--- Passage ---

# SPARQL Queries for Local RDF Data

So you found some RDF data (yay!) from an archive somewhere, but there's no active SPARQL endpoint (it's all JSON APIs these days). You could use the methods implemented in the Python package `rdflib` to perform some lightweight searches of the triples, but what if you want to perform more complex queries without having to create a local triple store? In this post we'll see how to use the declarative language of SPARQL to perform complex queries on a local RDF file (inspired by [this Stackoverflow post](https://stackoverflow.com/questions/9877989/python-sparql-querying-local-file))? 

_Note: If you want to follow along at home, check out the post on [RDF basics](https://rebeccabilbro.github.io/rdf-basics/) to find out how to get the [data](http://data.dws.informatik.uni-mannheim.de/structureddata/2014-12/quads/ClassSpecificQuads/schemaorgProduct.nq.sample.txt) used in this post, where it comes from, and what it's all about._

## Make a `ConjunctiveGraph`

First, make sure you have `pip` installed `rdflib`. Now make a `ConjunctiveGraph` from the data. Here we specify that the data should be parsed as nquads, since that's the form that this specific dataset takes.

--- Record extracts ---

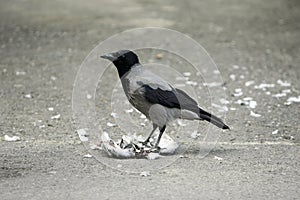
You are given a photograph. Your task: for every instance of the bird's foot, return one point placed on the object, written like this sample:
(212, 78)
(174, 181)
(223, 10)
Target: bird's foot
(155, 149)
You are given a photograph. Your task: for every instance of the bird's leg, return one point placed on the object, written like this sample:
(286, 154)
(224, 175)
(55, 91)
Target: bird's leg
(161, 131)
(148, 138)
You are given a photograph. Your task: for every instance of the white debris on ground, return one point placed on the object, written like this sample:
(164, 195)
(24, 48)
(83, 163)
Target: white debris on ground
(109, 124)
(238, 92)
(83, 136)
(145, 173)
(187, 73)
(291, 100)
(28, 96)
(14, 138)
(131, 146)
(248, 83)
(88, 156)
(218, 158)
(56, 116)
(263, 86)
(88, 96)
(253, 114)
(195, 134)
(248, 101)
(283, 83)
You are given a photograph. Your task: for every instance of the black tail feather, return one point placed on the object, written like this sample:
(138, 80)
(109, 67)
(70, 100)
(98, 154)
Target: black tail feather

---
--- Record extracts ---

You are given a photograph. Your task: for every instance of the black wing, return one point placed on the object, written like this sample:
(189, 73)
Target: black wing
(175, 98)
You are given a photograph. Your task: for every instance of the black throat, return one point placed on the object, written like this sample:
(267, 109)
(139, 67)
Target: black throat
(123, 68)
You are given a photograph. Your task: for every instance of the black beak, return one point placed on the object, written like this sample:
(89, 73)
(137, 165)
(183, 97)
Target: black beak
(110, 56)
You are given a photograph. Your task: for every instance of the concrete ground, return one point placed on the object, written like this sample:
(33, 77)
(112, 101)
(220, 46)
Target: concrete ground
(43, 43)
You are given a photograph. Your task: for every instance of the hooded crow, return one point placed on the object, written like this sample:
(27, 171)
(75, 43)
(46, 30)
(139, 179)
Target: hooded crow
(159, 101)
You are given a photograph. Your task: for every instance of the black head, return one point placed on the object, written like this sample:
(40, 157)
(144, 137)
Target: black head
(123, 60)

---
--- Record extracts ---

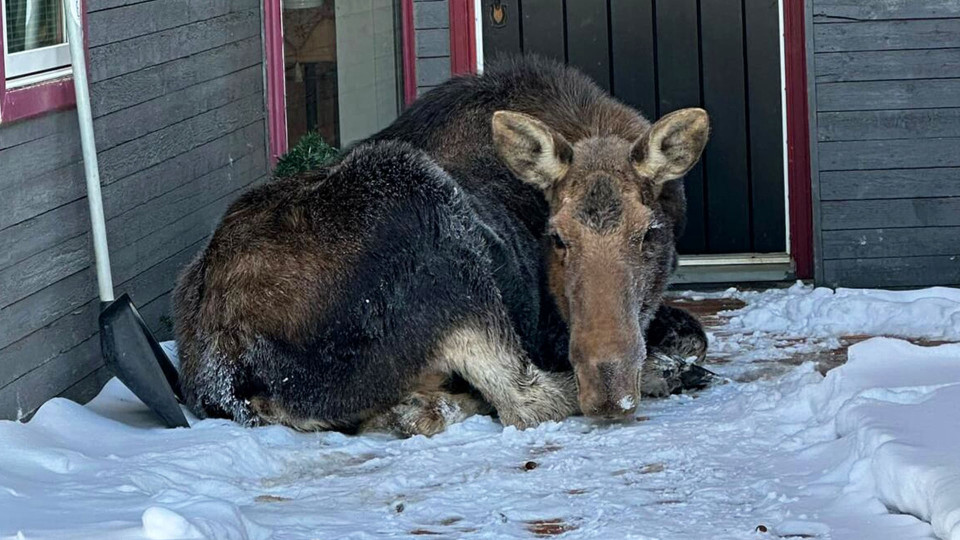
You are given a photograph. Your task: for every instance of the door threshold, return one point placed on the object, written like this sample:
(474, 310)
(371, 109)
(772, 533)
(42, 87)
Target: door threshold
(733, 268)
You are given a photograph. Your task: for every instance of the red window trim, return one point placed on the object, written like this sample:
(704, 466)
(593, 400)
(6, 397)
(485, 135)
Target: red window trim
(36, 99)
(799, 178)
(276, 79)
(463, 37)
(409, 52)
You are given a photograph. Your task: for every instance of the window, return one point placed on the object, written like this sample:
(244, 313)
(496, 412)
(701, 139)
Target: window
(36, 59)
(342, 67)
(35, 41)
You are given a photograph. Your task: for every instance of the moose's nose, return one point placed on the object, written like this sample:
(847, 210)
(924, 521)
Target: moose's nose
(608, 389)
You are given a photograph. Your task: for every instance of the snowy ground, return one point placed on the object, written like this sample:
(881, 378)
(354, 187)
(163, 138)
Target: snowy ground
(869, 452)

---

**Exercise description:**
Please change "nquads" to "N-Quads" in the SPARQL post from "First, make sure" up to and including "specific dataset takes.", and write out that part again. The records come from a different source than the SPARQL post.

**Problem solution:**
First, make sure you have `pip` installed `rdflib`. Now make a `ConjunctiveGraph` from the data. Here we specify that the data should be parsed as N-Quads, since that's the form that this specific dataset takes.